WHAT TO DO: Switch "Put down" to "Mark" in every one of the rows below, and write out the rows again with nothing else changed.
--- BEGIN DATA FOR THIS EXERCISE ---
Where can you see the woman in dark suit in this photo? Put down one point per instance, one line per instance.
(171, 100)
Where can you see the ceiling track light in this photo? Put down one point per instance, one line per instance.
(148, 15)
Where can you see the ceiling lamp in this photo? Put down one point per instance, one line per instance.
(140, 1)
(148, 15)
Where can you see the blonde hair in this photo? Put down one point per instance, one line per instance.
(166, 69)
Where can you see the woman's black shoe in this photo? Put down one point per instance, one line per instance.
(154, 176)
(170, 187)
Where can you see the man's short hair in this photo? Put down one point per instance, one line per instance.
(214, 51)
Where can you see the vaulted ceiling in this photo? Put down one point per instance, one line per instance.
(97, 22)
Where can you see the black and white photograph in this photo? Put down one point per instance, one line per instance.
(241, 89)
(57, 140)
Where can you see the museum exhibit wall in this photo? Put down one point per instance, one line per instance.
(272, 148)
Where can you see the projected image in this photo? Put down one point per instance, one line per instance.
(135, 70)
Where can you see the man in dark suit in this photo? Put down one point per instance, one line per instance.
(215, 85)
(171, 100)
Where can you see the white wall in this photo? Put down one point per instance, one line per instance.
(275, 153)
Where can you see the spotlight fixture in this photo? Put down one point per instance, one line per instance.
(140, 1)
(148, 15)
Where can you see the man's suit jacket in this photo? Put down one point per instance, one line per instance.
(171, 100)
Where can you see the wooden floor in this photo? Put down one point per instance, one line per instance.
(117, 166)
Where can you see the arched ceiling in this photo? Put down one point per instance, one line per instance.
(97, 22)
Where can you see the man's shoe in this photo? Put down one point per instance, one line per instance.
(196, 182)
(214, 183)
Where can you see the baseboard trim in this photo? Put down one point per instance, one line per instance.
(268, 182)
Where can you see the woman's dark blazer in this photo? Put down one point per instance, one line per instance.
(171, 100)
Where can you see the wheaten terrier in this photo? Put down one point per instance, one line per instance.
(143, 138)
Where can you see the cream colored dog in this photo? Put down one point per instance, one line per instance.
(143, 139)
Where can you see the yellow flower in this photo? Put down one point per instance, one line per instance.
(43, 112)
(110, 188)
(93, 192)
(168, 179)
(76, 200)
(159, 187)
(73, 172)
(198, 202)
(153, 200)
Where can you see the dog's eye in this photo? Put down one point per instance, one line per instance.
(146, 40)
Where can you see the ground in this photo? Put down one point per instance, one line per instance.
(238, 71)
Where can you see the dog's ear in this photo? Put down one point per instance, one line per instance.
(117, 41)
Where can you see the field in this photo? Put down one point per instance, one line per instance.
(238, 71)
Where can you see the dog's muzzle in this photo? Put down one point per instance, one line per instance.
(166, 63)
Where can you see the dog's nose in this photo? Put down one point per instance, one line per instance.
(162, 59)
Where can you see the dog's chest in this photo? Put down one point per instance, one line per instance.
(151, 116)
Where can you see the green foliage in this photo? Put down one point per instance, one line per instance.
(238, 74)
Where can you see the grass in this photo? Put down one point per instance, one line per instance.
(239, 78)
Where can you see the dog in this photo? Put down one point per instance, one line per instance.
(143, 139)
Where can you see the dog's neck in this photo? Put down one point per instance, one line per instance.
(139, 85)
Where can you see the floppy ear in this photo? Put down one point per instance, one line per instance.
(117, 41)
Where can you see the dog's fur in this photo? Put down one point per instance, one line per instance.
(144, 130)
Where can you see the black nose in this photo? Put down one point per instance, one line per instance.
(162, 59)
--- END DATA FOR THIS EXERCISE ---
TASK SOLUTION:
Where can you see the woman in dark suit in this photo? Mark one point per instance, one line per instance.
(171, 100)
Where can you see the ceiling track light in this photo? Mark one point per instance, one line per instance.
(148, 15)
Where can you see the ceiling lamp in this photo? Mark one point per instance, one line per instance.
(140, 1)
(148, 15)
Where can you see the blonde hair in this photo? Mark one point per instance, one line per instance.
(166, 69)
Where can you see the woman's black shoe in this photo? Mark one point per instance, one line per instance.
(154, 176)
(170, 187)
Where can you see the man's short hair in this photo? Mark one point per instance, one line per instance.
(214, 51)
Where can you see the vaulted ceiling in this photo? Mark one point per instance, one line per instance.
(97, 22)
Where can you see the black and white photograph in this photo? Mark one point per instance, one line per instance.
(241, 89)
(57, 140)
Where can you see the museum exhibit wall in this photo? Mark one point per instance, one line per instance.
(272, 148)
Where can you see the projected image in this photo? Mark one point per instance, one line per instance.
(135, 70)
Where can you see the man in dark suit in this photo? Mark one point per instance, one line per instance.
(215, 85)
(171, 100)
Where can you see the white wall in this photo? Mark one point per instance, one line per instance.
(275, 153)
Where can you see the spotlight fixture in this photo? Mark one point per instance, one line per instance.
(140, 1)
(148, 15)
Where can you see the man's suit jacket in this photo? Mark one point per instance, one line per instance.
(171, 100)
Where can you see the wooden floor in this photo? Mark one point per instance, one line per instance.
(117, 166)
Where can you see the arched ceiling in this photo? Mark one point per instance, one line per instance.
(97, 22)
Where can you see the man's shoe in this photo? Mark one point per instance, one line per instance.
(196, 182)
(214, 183)
Where can you see the baseboard trim in this photo? Mark one point per instance, one line per instance.
(268, 182)
Where can you see the woman's dark blazer in this photo? Mark one point per instance, one line per instance.
(171, 100)
Where can you see the wheaten terrier in this photo? Mark one point per instance, one line per instance.
(143, 138)
Where can you see the cream colored dog in this photo? Mark one point per instance, one line per instance.
(143, 139)
Where can you see the yellow flower in this photo? Mark one point per instance, one line per instance.
(43, 112)
(110, 188)
(93, 192)
(168, 179)
(76, 200)
(159, 187)
(73, 172)
(198, 202)
(153, 200)
Where can you see the dog's eye in this photo? Mark one point per instance, one line per instance.
(146, 40)
Where can you see the ground in this photo? Mark one point per instance, one line per instance.
(238, 71)
Where can you see the dog's ear in this photo? Mark one point per instance, one line per instance.
(117, 41)
Where can you see the field in this photo? Mark one point per instance, one line per instance.
(238, 71)
Where can you see the dog's muzzle in this photo? Mark one point per instance, one line per instance.
(166, 63)
Where can you see the dog's nose in this photo? Mark one point per instance, one line per instance.
(162, 59)
Where can you see the dog's chest in this photo? Mark one point per instance, one line per instance.
(151, 116)
Where can you see the green foliage in this photo? Mark one point per instance, one line per instance.
(238, 74)
Where can you see the grass in this photo? Mark one point per instance, one line per instance.
(239, 78)
Where can you see the dog in this photo? Mark one point per instance, one line per instance.
(143, 139)
Where can you see the dog's neck in this photo? Mark one point per instance, one line per instance.
(139, 85)
Where can you see the floppy ear in this photo? Mark one point per instance, one line per instance.
(117, 41)
Where can you see the dog's fur in this photo? Mark one point per instance, one line per instance.
(144, 130)
Where can you see the black nose in this photo? Mark one point per instance, one line per instance.
(162, 59)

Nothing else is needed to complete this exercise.